_Your instructions_: Give all of the records again precisely, excluding whatever pictures they contain.

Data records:
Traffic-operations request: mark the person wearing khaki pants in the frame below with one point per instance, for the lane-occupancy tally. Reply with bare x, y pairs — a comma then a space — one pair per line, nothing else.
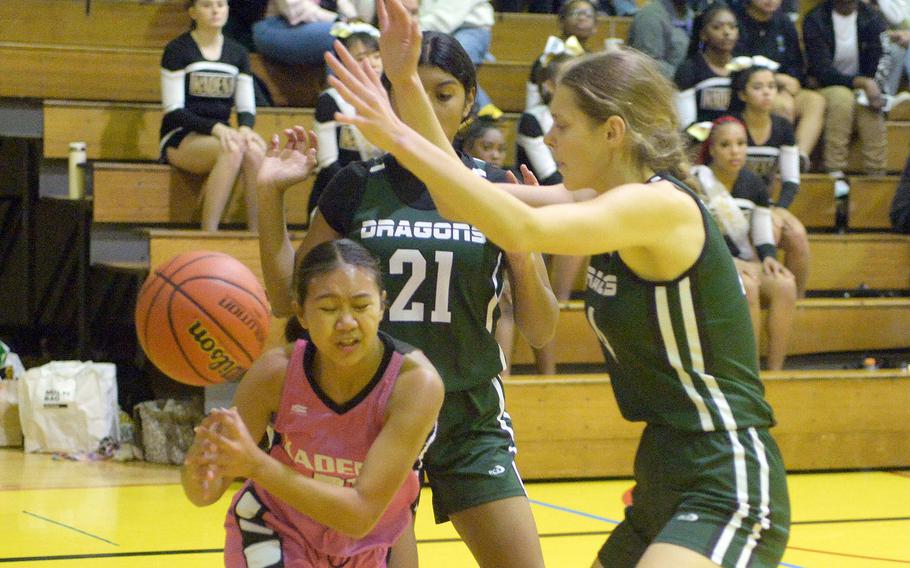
845, 116
844, 40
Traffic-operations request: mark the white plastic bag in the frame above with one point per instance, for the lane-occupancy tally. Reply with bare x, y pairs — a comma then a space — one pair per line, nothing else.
11, 371
68, 406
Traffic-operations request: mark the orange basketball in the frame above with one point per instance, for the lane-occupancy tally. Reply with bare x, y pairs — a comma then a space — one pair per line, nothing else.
202, 318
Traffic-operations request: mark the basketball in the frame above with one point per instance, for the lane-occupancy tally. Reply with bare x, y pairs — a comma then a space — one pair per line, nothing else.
202, 318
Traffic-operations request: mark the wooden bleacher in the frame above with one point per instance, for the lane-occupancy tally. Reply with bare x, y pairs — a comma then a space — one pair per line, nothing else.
129, 131
570, 426
152, 25
870, 198
153, 194
45, 71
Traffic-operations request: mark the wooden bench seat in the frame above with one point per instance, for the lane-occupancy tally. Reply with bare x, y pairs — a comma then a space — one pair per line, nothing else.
45, 71
820, 326
152, 25
149, 194
570, 426
129, 131
870, 196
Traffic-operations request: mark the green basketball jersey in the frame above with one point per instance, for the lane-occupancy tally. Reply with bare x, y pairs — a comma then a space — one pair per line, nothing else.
443, 279
680, 353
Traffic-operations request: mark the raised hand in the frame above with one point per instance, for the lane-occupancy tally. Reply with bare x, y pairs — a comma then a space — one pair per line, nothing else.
200, 460
283, 167
359, 85
399, 40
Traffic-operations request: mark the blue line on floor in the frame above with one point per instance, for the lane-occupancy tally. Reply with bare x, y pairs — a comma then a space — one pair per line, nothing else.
66, 526
574, 512
606, 520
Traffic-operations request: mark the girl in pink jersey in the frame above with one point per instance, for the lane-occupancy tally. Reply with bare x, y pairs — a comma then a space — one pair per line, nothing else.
351, 409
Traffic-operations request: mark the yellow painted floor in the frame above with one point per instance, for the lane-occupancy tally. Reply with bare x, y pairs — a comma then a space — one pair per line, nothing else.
64, 514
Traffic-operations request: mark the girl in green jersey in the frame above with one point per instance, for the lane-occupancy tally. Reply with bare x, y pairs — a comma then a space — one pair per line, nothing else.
663, 295
443, 279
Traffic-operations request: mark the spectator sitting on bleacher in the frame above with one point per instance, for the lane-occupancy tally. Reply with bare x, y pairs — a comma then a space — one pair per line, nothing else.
662, 29
484, 139
617, 7
738, 199
468, 21
703, 79
340, 144
900, 206
844, 38
204, 74
577, 23
772, 154
766, 30
896, 58
296, 32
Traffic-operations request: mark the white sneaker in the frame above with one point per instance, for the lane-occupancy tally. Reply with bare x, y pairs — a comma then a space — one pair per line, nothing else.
891, 101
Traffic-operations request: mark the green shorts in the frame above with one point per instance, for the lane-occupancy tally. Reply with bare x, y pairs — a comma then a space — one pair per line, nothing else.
721, 494
472, 459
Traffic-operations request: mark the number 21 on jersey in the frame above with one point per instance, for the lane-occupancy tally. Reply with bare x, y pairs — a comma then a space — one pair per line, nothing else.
403, 309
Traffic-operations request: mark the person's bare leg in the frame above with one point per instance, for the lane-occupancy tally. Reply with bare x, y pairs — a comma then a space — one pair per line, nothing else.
779, 293
505, 328
249, 169
662, 555
749, 276
404, 551
501, 534
793, 239
202, 155
563, 271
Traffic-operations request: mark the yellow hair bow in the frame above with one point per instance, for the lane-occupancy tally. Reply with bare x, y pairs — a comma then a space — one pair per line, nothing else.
343, 30
744, 62
556, 46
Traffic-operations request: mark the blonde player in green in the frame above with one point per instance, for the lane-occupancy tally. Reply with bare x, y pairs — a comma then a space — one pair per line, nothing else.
444, 280
663, 296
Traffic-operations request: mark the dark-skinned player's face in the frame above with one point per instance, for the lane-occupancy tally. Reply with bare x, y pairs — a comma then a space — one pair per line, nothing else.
451, 103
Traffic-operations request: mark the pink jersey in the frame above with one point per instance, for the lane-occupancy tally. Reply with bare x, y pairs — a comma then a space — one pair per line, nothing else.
328, 442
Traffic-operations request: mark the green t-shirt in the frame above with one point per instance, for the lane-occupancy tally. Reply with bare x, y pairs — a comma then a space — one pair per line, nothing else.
680, 353
443, 278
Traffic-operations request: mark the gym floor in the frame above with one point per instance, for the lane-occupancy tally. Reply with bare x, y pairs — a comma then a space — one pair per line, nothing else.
66, 514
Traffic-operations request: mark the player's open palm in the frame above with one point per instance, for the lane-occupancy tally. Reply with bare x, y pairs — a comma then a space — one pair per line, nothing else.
399, 40
360, 86
284, 166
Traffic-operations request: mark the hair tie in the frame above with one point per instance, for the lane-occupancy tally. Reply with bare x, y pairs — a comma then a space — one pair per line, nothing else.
556, 46
745, 62
344, 30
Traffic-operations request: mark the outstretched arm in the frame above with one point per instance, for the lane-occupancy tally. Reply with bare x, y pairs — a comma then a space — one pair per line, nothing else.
612, 221
281, 168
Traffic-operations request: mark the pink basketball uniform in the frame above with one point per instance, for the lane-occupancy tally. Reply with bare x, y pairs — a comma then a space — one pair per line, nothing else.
328, 442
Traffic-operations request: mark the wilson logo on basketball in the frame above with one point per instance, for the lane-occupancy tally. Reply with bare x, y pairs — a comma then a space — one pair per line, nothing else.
241, 314
221, 362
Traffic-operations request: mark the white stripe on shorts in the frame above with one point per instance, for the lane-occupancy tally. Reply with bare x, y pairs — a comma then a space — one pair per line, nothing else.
742, 500
764, 521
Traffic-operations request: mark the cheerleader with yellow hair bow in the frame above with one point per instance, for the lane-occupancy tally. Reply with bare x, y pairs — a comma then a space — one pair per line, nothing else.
338, 144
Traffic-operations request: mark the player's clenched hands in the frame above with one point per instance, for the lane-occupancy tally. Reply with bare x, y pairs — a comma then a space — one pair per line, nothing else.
360, 86
399, 40
200, 459
237, 453
282, 167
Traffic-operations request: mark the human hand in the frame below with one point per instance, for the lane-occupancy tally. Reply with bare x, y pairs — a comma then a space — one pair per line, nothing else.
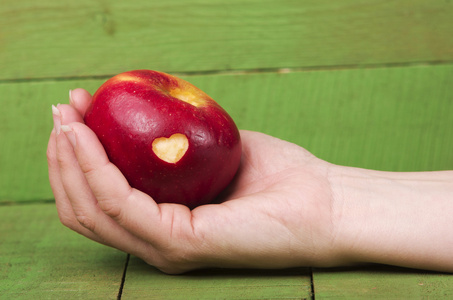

_Response_:
Traffic-operations request: mark the person wearing khaki pants in the frame below with one point per instance, for the lane-occupancy tally. Reply with bare x, y pairs — a comma then a space — one pair per line, nothing else.
845, 116
844, 40
Traffic-operations request: mark the white plastic bag in the frame above with one point per instance, for the lane-occupancy tally. Reply with bare x, y pairs — a comma then a space — one pair per line, nothing else.
11, 371
68, 406
Traffic-operations request: mark the orange basketball in the frame above with one point per instance, for the lane-occupancy tally. Reply with bare x, y pairs — a comma then a space — one pair per line, nothing else.
202, 318
Traffic-operations request: mark the basketball in the frame above with one point per instance, for the lane-occupancy tally. Reply with bare x, y pairs — a comma then a space — one pair per line, nothing else.
202, 318
Traffic-operations request: mark the wooden bleacher in the frame above with one point per instance, for the lane-occupancy tally. Reply with bare x, y pairs — a comma then a space — one pair per line, nothing else.
129, 131
570, 426
152, 25
870, 198
153, 194
45, 71
Traffic-operations request: mark the wooden bench seat in the frame above with one point per instance, for the lane-occupancy tally. Reply with bare x, y pairs — a comma then a space — one pair per line, nothing else.
45, 71
820, 326
152, 25
149, 194
570, 426
129, 131
870, 196
Traffic-operations request: mark the green basketball jersey in the frame above with one point per instance, for the lane-occupancy tally. Reply with bare x, y pairs — a comma then a space — one pair per line, nothing else.
443, 279
680, 353
Traffic-operations request: mark the raised hand in the frame above with one point per instance, for the lane-occupancy tally. Reply with bare x, y pairs — a comma then a space — one pair per line, nothing else.
200, 460
283, 167
359, 85
399, 40
Traffic-operations request: mark the blue line on floor in the frame above with one point per instance, for the lane-occupancy tally. Reply with bare x, y pairs — a comma then a space — one pair per line, nothing else.
66, 526
574, 512
606, 520
Traffic-operations request: mark the girl in pink jersey in the frame above with one point per instance, for the lane-occupancy tally. Reply with bare x, y pairs — a comma then a space — one pair per line, nothing else.
351, 409
Traffic-operations request: mark the yellow painted floor in the frame above with one point per instance, for the lane-occupancy tally. Reply with bare x, y pairs — a comma then a space — one pair per line, nothing else.
64, 514
Traffic-operations request: mark the girl in green jersey in the frame above with one point per instance, for the lane-occupancy tally. Reply with bare x, y pairs — a comma then a space — one pair per line, nothing else.
663, 295
443, 279
Traffic-operations request: mark the spectator sitting on bleacher in the frame above with one point per instance, for the lane-occupancy tally. Reply with bare x, y pairs — a comma then a space — one pair per line, nothing else.
662, 29
484, 139
617, 7
738, 199
468, 21
703, 79
340, 144
900, 206
844, 38
204, 74
577, 23
772, 154
766, 30
896, 58
296, 32
Traffic-operations request: mark the white sneaker in the frame above with one point per instance, for the lane-occupancy tally. Reply with bare x, y pairs — a comma then a space — one pair per line, nothing else.
891, 101
Traffic-operations request: mark the green shorts in the frame above with one point per instance, for the lane-occupancy tally. Reply with bare x, y pairs — a comma then a space — one pair per line, nothing else.
721, 494
472, 459
Traffic-operations request: mark the number 21 on jersey in the frame above with one point per instance, for the lane-occupancy tally. Reply with bare x, y pairs — a comma then a space — one pair per line, nothing else.
403, 309
Traffic-operations request: mark the person's bare leg in the frame above with one point per instance, for the lane-occupancy tally. Reply with bare x, y pairs — a comma then a space — one pair per line, nothing else.
779, 293
505, 328
249, 169
662, 555
749, 276
404, 551
501, 534
793, 239
202, 155
563, 271
Traffic-operations request: mark the yellow hair bow in the frame above with one point per instance, for the lane-occupancy tally. Reply with bare x, y pairs — a comma then a space — one pair per line, nothing else.
343, 30
744, 62
556, 46
Traffic-operations request: mark the blonde player in green in the frame above with one point per instance, for the lane-occupancy tally. Reply with bare x, y pairs — a comma then a space — one pair per line, nothing else.
444, 280
663, 296
Traffic-operations request: mark the dark-skinned player's face in the frame above with one point per instance, for the lane-occupancy tally. Reply with bare x, y pairs — a comma then a space — one pair per line, nothing else.
451, 103
Traffic-operations request: mark the pink jersey in the frame above with one point per instance, for the lane-occupancy tally. Reply with bare x, y pairs — a comma then a space — one pair per line, nothing else.
328, 442
Traffic-operations request: mark the green t-shirt in the frame above with one point per instance, for the lane-occupancy tally. Reply with bare x, y pairs — a comma then a space — one pair per line, nothing else.
680, 353
443, 278
Traffic-operations request: mark the gym floor in the frame above with one point per instance, for the lane-occupancy tally. Reply with bare x, y pairs — a comma then a space — one pair per line, nothing else.
66, 514
Traffic-operations request: mark the player's open palm in the frame above with one point per instance, for the lane-occupancy tally. Reply with bare x, y pairs — a comma then a space — one pair per line, nothing else.
399, 40
360, 86
284, 166
Traffic-operations request: mark the hair tie in the frame above with one point per instance, for the lane-occupancy tally. Reply with bare x, y pairs — a comma then a space — one pair per line, nothing else.
556, 46
745, 62
344, 30
Traffic-operations request: mark the outstretched arm in the frame above with one point per instance, for the lane-occupancy tally. Reply with bare x, y pairs — a comma then a space — one pair per line, nothing else.
612, 221
281, 168
Traffic-operations request: mark the pink basketball uniform in the frame above with one point per instance, for the lane-occupancy tally. Reply with bare x, y pairs — a comma then a space — one pair per line, nothing else.
328, 442
Traffic-operations request: mark the wilson logo on basketball in the frame above with one point per instance, for the lane-occupancy tally. Reply with bare x, y pairs — a comma then a space — one pair per line, nothing else.
241, 314
221, 362
Traffic-operations request: mark the white stripe on shorts in the frame above with one point per instance, for the lane-occupancy tally. Reply with bare x, y pairs — a comma then a space — one pair per line, nothing else.
742, 500
764, 521
Traffic-operations request: mark the cheerleader with yellow hair bow in the frame above with one point per instance, for the lane-occupancy tally. Reply with bare x, y pairs — a comma then a space — one pair per line, nothing else.
338, 144
Traffic-operations request: mark the player's clenched hands in the frame above with one point per instance, for the lane-occupancy tally. Reply with bare x, y pairs — a comma then a space — one pair per line, nothing else.
360, 86
399, 40
200, 459
237, 453
282, 167
Traffic-operations request: mark the human hand in the frame below with one point per instance, for the lane-occupancy tally. Reply with bare x, y pairs — a comma then a space — one pair per line, nothing else.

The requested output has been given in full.